▸ **Problem**
Leave the pictures out and quote every line from the start of the listing to the line with "Target: woman's blonde hair", inclusive.

▸ **Exercise material**
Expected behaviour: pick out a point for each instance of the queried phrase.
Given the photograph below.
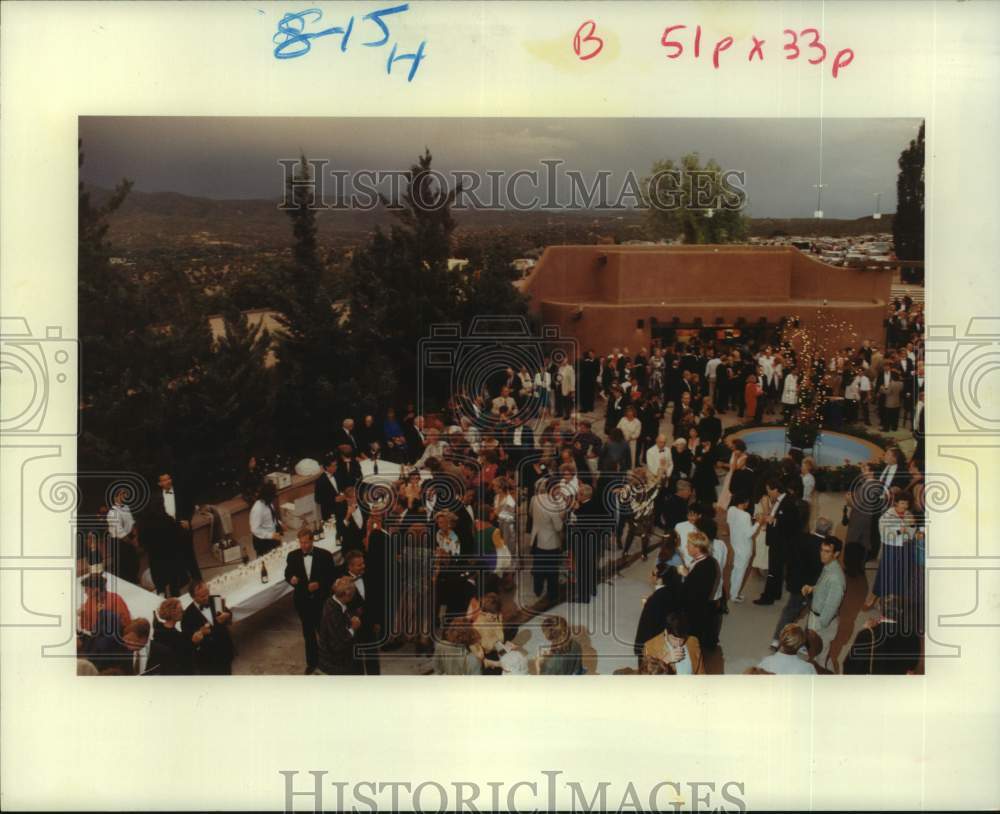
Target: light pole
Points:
(819, 200)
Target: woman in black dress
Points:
(699, 586)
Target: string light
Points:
(809, 348)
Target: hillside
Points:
(170, 220)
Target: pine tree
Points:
(315, 362)
(908, 225)
(399, 283)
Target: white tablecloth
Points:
(242, 589)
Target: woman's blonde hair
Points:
(556, 630)
(699, 541)
(170, 610)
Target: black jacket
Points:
(803, 563)
(214, 655)
(336, 641)
(322, 572)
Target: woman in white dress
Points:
(809, 494)
(762, 510)
(631, 428)
(741, 531)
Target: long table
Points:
(241, 587)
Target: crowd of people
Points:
(437, 515)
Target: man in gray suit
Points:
(827, 595)
(546, 518)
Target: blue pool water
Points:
(832, 448)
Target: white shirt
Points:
(359, 583)
(170, 503)
(120, 521)
(143, 658)
(720, 553)
(741, 528)
(774, 508)
(790, 394)
(207, 612)
(343, 607)
(567, 379)
(683, 530)
(262, 523)
(808, 485)
(658, 461)
(631, 429)
(783, 664)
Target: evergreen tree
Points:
(399, 284)
(157, 394)
(489, 287)
(908, 225)
(315, 360)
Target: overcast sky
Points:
(226, 157)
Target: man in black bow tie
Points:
(309, 570)
(166, 536)
(208, 633)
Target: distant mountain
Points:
(811, 227)
(170, 220)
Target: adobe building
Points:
(614, 296)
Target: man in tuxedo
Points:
(465, 524)
(208, 633)
(348, 467)
(520, 440)
(145, 656)
(804, 567)
(782, 526)
(710, 426)
(310, 572)
(123, 538)
(380, 568)
(326, 490)
(337, 631)
(367, 596)
(350, 522)
(167, 538)
(588, 381)
(345, 436)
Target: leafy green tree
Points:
(908, 225)
(682, 201)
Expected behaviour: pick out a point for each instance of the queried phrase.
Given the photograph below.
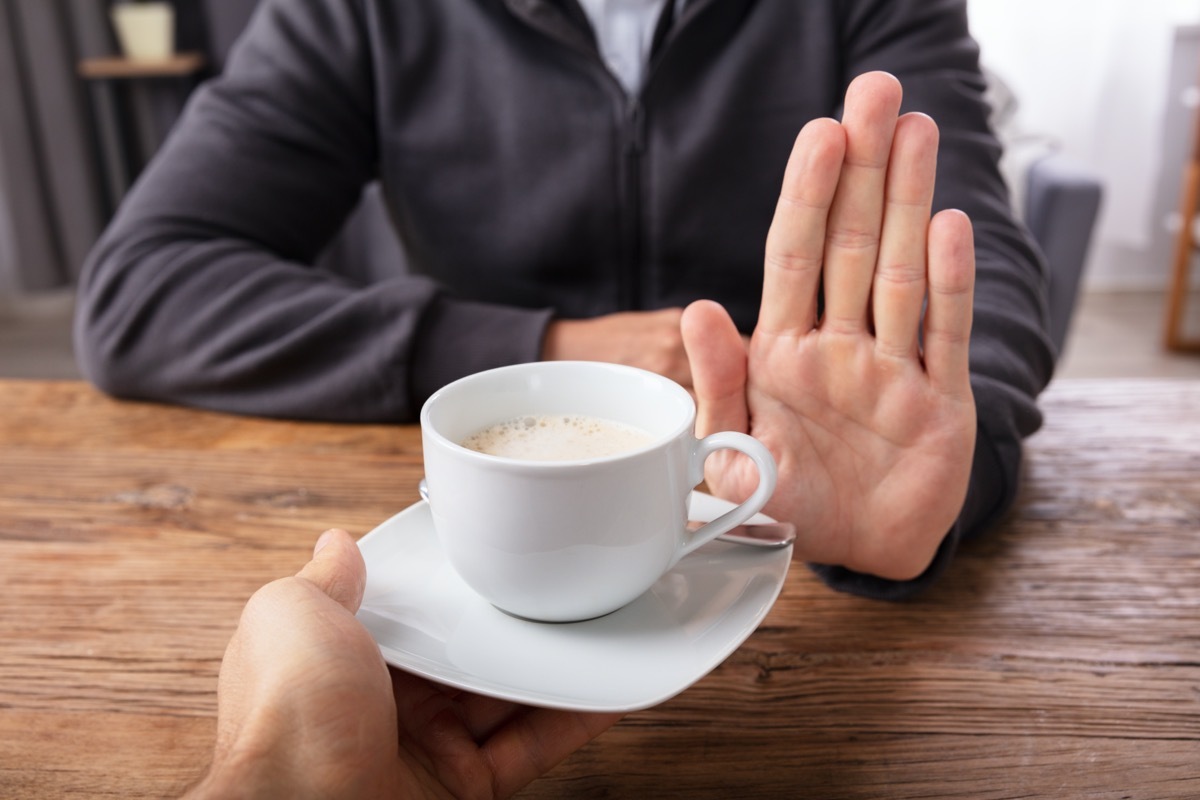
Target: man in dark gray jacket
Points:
(547, 210)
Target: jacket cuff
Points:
(460, 337)
(989, 494)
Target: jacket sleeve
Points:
(203, 289)
(927, 44)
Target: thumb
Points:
(718, 359)
(337, 569)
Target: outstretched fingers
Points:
(951, 302)
(852, 244)
(796, 240)
(899, 290)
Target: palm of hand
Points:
(857, 374)
(875, 456)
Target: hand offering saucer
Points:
(427, 621)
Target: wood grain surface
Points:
(1059, 657)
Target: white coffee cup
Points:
(145, 30)
(573, 540)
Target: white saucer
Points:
(427, 621)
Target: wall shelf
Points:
(181, 65)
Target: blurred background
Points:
(1097, 101)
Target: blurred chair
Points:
(1062, 202)
(1057, 199)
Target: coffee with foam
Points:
(556, 437)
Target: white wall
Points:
(1098, 76)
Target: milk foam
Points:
(555, 437)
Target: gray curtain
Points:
(53, 199)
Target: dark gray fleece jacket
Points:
(523, 184)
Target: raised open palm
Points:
(867, 401)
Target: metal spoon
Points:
(765, 534)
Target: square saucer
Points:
(427, 621)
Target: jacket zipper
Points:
(630, 208)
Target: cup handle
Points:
(753, 505)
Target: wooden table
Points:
(1060, 657)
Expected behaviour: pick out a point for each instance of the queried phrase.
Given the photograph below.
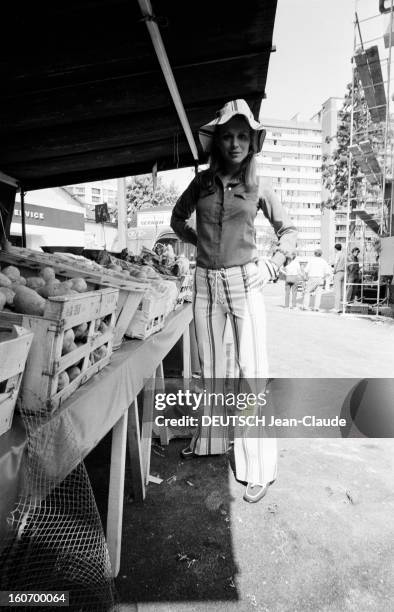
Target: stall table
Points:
(106, 402)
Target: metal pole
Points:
(23, 218)
(161, 53)
(385, 153)
(122, 213)
(344, 297)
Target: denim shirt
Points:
(225, 218)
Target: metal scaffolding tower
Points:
(369, 214)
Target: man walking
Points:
(316, 271)
(339, 276)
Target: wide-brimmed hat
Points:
(229, 110)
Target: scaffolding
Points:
(369, 209)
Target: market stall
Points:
(108, 401)
(84, 113)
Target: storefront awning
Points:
(83, 97)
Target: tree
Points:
(140, 194)
(335, 168)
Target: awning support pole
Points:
(161, 53)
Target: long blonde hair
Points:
(247, 172)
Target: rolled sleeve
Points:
(284, 230)
(182, 212)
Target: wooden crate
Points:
(150, 315)
(15, 343)
(45, 363)
(358, 308)
(131, 291)
(185, 290)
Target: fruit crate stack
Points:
(153, 309)
(72, 342)
(15, 343)
(131, 290)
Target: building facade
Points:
(98, 192)
(290, 163)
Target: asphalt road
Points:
(325, 344)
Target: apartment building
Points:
(290, 163)
(334, 222)
(97, 192)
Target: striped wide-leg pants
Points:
(234, 295)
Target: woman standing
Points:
(353, 275)
(229, 278)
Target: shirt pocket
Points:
(242, 207)
(208, 206)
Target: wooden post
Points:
(162, 432)
(147, 423)
(186, 353)
(134, 442)
(116, 492)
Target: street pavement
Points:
(325, 344)
(321, 540)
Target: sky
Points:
(314, 42)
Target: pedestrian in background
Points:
(293, 275)
(339, 276)
(353, 275)
(315, 273)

▸ **Task answer**
Expected behaviour: pick out a point for each instance of the queried phrase.
Given the photograph below.
Target: light pole
Points:
(819, 200)
Target: woman in black dress
Points:
(699, 586)
Target: string light
Points:
(809, 348)
Target: hillside
Points:
(170, 220)
Target: pine tree
Points:
(315, 362)
(908, 225)
(399, 283)
Target: white tablecloth
Points:
(242, 589)
Target: woman's blonde hair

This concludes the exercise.